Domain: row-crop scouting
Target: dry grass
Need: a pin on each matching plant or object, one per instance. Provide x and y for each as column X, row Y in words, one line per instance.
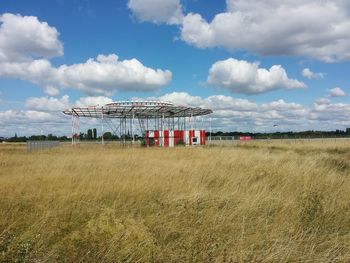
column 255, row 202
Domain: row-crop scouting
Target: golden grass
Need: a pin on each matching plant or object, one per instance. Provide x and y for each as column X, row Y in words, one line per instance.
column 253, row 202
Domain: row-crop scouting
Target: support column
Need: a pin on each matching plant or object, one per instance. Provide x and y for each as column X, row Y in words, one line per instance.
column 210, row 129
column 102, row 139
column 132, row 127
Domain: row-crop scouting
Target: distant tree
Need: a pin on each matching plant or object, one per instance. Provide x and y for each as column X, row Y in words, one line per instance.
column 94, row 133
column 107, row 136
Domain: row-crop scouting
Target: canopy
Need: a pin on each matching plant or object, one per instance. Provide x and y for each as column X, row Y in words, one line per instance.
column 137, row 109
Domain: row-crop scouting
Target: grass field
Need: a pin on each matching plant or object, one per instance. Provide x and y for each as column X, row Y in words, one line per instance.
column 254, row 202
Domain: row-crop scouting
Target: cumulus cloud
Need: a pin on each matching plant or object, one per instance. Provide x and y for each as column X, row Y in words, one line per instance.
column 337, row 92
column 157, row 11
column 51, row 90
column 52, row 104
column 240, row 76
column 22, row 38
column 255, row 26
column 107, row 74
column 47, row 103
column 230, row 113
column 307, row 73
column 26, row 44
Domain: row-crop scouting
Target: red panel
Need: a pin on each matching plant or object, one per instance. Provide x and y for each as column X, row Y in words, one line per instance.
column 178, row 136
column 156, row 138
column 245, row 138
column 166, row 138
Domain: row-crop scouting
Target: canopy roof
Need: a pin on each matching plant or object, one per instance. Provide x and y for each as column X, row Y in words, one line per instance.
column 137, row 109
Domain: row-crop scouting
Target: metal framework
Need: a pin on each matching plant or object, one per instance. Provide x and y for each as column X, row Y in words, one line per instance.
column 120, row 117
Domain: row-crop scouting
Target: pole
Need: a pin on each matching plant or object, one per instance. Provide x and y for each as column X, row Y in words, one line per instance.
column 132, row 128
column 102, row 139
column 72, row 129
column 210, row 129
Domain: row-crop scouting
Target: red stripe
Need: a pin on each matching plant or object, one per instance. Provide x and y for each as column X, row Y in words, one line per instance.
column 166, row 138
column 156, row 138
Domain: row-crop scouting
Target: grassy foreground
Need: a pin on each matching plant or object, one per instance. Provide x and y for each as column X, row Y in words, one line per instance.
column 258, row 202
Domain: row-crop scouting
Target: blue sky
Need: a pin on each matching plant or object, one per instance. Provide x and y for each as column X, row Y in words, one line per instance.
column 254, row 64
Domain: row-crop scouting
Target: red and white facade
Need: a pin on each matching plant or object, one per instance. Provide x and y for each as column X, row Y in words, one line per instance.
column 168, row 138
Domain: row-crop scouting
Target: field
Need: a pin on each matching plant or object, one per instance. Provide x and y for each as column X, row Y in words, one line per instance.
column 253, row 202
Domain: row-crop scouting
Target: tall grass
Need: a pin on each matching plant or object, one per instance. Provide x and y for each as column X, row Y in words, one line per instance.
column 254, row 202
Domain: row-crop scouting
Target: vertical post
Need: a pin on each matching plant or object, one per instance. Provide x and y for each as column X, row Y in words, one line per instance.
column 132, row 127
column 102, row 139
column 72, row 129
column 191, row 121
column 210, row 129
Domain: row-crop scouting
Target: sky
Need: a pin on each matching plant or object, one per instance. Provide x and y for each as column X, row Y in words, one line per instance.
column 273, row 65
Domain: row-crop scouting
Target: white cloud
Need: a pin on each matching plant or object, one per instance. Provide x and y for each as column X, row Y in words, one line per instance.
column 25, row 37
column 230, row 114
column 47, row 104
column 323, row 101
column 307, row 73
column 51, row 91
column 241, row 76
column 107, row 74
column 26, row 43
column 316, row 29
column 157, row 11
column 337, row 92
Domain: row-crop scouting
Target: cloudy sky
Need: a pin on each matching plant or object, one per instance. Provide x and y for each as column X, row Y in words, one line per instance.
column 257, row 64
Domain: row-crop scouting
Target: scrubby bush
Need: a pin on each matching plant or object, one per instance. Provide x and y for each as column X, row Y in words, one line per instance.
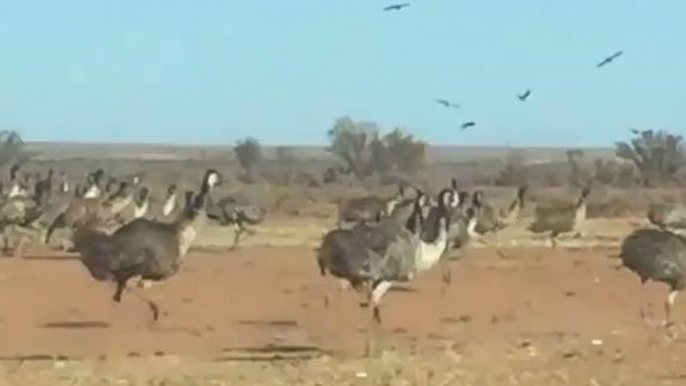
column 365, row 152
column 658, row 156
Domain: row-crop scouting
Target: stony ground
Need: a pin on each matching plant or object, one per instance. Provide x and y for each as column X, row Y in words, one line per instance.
○ ○ ○ ○ ○ ○ ○
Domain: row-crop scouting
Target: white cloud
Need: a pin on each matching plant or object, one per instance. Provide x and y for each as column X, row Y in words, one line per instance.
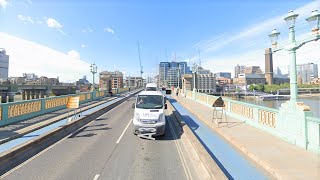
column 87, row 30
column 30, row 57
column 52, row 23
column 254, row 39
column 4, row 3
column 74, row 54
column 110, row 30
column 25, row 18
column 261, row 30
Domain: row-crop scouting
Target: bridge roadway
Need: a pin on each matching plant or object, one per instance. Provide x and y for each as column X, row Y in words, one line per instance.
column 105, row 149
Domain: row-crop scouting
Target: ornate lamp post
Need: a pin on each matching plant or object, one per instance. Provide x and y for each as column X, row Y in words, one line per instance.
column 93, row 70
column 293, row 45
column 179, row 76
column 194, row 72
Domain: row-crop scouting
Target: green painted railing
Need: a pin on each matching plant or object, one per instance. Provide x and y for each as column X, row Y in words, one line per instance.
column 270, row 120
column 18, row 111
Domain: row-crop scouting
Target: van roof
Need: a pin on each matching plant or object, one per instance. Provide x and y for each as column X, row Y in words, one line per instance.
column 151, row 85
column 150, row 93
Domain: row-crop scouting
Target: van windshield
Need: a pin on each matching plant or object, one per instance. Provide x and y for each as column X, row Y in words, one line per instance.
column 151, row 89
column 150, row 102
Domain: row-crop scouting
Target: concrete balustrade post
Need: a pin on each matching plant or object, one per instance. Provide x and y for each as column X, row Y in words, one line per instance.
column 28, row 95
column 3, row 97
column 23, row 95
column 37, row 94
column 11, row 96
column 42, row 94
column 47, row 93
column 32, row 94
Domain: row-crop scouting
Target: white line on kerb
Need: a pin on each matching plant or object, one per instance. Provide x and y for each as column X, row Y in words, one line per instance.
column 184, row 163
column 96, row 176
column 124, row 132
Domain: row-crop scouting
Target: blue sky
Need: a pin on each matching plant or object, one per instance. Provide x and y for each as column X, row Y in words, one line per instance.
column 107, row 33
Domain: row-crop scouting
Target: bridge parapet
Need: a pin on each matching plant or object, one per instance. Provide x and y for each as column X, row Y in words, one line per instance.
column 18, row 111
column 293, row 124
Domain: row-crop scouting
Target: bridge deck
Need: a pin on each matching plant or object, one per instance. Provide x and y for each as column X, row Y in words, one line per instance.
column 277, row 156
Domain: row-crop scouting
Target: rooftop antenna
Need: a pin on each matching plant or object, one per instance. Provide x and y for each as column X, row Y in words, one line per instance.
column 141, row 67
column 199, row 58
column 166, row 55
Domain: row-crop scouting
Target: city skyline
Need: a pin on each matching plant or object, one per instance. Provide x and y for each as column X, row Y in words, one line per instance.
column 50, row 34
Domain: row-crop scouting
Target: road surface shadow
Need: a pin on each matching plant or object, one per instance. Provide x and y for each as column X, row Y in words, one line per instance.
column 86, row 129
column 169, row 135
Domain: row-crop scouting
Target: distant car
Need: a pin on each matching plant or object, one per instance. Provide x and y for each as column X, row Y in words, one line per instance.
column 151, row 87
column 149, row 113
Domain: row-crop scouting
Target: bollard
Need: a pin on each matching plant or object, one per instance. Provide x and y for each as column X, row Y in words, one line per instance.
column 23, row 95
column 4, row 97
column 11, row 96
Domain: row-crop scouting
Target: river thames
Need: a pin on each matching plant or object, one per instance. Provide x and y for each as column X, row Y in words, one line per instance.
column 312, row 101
○ ○ ○ ○ ○ ○ ○
### Work instruction
Pull every line containing "bridge" from the entries above and copy it.

### Output of the task
Target: bridge roadway
Target: bridge parapet
Target: bridge deck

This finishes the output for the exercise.